Aim of the exercise → Count the lines in the entries below that contain the word "green", matching its capitalization exactly. Reply with only the number.
****************
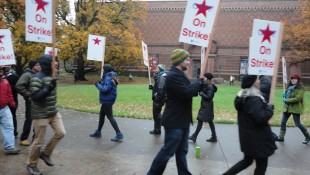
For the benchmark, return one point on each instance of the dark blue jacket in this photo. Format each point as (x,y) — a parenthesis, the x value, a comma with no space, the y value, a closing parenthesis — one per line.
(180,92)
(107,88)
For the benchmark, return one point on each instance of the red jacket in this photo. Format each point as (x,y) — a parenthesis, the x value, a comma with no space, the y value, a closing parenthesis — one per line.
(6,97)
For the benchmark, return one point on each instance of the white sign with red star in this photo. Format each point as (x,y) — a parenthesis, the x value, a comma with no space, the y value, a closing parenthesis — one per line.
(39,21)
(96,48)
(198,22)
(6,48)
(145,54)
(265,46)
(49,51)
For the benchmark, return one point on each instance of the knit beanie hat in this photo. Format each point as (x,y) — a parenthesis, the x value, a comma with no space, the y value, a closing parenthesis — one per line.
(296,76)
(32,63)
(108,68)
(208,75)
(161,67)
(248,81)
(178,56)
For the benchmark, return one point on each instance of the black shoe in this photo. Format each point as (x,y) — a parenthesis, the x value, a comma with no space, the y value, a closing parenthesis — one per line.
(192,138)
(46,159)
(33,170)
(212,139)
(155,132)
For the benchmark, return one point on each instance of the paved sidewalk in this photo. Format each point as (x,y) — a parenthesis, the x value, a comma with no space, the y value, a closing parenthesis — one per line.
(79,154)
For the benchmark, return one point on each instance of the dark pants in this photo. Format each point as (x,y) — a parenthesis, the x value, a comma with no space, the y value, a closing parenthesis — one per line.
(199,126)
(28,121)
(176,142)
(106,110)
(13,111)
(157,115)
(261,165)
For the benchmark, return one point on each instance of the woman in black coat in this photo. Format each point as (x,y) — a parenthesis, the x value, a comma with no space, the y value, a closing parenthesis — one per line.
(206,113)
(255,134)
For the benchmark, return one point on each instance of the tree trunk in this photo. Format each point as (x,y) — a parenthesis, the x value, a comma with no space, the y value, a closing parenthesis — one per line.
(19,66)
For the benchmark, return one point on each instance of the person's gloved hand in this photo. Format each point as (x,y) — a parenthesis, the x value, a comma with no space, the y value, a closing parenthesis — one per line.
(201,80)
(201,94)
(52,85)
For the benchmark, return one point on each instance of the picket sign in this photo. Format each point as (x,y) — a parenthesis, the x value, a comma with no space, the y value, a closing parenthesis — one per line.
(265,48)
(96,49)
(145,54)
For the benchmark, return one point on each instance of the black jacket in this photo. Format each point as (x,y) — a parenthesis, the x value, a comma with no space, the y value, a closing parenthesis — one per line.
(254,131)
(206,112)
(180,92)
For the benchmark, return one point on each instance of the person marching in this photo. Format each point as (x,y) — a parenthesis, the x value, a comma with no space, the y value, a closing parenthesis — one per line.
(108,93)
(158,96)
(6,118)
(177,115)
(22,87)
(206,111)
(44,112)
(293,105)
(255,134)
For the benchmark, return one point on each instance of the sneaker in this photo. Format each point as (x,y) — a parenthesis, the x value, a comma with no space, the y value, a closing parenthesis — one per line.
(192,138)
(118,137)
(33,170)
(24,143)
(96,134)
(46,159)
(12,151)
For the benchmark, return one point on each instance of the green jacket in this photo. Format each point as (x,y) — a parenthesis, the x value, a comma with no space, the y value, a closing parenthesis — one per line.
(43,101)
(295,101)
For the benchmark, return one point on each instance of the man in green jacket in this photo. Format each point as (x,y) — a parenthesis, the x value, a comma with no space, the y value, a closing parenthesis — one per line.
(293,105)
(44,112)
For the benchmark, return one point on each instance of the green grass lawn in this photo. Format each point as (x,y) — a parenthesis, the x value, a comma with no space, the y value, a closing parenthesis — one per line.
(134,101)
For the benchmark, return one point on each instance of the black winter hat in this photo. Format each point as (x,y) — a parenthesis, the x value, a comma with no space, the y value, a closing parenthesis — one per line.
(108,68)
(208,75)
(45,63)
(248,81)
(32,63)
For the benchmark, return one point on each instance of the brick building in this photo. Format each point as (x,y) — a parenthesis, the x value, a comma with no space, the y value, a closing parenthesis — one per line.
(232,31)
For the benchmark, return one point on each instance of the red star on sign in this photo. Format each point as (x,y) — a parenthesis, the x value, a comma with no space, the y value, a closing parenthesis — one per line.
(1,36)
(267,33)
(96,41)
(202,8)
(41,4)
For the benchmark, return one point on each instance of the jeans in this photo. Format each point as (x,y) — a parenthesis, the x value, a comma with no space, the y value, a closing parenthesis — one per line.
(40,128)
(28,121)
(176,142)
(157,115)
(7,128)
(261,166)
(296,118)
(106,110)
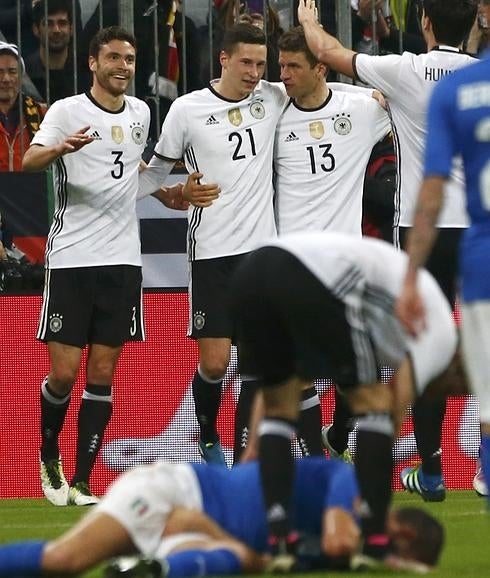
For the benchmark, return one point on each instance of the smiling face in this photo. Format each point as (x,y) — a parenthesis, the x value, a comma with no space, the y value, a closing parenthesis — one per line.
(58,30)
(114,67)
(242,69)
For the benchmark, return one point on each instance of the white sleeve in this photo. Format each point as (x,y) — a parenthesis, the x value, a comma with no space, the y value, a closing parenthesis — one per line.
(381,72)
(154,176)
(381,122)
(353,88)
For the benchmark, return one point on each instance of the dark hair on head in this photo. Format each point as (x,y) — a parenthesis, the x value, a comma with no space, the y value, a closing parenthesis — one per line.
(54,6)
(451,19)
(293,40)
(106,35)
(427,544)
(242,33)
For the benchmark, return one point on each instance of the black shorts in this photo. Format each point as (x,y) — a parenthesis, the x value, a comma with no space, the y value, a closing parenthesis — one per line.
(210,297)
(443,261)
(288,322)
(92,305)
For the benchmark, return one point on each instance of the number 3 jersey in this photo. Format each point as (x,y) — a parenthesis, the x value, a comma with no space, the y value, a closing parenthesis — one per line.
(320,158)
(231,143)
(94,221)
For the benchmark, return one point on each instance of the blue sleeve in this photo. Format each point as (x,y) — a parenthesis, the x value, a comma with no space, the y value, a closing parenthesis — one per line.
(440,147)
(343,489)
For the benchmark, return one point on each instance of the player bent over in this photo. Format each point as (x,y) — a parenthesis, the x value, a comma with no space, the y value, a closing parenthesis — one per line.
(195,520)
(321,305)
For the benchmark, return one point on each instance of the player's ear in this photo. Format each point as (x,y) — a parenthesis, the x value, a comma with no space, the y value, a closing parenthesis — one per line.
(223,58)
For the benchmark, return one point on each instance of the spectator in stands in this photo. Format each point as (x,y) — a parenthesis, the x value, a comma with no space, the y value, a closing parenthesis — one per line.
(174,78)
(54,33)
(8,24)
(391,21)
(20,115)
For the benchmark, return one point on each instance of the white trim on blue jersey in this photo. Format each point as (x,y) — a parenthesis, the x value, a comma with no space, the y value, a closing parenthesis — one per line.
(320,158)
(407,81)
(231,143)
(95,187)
****************
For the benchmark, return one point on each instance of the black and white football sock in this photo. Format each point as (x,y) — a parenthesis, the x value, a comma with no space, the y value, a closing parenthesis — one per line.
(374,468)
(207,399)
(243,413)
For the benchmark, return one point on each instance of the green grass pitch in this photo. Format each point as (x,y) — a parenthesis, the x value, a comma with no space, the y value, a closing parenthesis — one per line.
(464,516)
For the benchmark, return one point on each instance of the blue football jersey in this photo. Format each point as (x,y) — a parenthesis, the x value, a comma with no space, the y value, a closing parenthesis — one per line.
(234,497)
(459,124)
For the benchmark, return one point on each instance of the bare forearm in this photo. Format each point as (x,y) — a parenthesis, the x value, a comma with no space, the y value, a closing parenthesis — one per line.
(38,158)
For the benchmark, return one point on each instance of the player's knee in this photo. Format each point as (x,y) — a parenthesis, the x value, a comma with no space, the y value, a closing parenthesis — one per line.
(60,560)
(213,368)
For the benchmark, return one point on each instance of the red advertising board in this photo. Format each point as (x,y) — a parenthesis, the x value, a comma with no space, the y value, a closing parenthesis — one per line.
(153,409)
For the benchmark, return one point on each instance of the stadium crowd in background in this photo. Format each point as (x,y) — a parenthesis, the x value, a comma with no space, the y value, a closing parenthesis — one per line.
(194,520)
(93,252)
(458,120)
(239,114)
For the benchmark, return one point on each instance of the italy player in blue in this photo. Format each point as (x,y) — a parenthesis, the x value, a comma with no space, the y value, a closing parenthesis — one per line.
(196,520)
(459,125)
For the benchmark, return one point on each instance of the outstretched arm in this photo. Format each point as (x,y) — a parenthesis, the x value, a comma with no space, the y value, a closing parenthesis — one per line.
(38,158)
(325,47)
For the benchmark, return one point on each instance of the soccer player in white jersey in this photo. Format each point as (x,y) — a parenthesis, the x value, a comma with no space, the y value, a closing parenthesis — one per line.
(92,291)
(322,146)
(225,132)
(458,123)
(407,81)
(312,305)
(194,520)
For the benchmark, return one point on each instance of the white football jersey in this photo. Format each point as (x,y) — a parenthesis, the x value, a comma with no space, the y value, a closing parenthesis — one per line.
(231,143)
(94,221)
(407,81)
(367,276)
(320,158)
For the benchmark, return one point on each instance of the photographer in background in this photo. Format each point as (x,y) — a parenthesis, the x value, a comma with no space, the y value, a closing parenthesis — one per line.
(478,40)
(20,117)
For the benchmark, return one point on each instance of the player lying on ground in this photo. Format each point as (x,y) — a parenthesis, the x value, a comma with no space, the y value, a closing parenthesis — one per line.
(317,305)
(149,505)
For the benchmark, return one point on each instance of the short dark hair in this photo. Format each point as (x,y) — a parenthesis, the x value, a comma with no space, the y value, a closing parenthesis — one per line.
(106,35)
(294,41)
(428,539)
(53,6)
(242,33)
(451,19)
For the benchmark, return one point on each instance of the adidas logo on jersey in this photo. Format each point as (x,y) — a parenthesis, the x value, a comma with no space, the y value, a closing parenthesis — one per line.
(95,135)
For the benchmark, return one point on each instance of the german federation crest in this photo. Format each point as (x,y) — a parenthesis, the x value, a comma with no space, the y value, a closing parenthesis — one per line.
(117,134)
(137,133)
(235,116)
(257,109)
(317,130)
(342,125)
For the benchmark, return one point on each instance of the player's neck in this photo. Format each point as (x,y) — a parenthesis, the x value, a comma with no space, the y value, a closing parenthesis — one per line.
****************
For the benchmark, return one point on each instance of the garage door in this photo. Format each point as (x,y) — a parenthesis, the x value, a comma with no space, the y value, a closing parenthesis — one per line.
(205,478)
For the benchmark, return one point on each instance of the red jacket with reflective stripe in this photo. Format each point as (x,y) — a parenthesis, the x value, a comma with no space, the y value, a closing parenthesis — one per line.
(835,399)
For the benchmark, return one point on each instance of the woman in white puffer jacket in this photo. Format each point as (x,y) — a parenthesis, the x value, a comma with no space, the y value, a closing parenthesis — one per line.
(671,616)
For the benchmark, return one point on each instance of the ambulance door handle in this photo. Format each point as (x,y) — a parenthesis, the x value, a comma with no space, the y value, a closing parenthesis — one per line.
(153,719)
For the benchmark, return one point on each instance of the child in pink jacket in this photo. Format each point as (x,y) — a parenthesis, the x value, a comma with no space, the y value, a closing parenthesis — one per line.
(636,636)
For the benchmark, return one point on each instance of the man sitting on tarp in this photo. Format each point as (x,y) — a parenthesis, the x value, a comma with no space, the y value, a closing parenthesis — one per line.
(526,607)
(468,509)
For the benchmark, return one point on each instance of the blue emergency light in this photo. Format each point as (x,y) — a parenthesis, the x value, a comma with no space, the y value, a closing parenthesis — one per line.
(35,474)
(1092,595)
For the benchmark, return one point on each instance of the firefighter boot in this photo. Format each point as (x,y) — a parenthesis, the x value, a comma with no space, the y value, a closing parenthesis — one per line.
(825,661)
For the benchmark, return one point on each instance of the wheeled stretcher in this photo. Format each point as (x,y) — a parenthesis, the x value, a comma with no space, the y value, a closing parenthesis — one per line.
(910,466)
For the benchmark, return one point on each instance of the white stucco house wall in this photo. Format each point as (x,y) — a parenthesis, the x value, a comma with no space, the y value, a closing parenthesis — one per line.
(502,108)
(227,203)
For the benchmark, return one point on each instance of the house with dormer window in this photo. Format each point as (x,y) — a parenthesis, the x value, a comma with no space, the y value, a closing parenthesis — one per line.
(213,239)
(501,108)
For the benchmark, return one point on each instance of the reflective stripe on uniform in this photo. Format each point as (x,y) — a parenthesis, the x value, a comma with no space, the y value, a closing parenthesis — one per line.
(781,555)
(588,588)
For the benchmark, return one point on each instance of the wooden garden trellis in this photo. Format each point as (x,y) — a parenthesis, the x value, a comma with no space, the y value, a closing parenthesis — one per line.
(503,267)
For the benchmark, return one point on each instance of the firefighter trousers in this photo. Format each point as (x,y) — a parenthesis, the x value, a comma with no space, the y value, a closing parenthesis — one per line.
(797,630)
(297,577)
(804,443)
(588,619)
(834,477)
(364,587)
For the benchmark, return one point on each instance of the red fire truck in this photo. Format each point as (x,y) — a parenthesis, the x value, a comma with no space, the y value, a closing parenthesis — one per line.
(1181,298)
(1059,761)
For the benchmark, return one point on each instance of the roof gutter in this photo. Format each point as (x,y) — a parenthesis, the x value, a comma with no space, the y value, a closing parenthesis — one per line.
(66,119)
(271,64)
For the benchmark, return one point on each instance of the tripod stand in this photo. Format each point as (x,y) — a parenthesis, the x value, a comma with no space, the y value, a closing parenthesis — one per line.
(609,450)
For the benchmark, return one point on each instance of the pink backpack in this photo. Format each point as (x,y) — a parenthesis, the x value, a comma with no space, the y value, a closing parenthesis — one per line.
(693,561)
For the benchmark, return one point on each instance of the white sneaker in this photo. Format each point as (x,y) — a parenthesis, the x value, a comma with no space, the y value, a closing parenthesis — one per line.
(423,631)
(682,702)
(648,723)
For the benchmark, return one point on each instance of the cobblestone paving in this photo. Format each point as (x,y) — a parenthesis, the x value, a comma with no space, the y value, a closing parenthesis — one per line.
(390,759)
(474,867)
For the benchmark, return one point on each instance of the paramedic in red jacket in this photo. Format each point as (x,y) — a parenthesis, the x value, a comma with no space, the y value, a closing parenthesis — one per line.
****************
Correct result → 4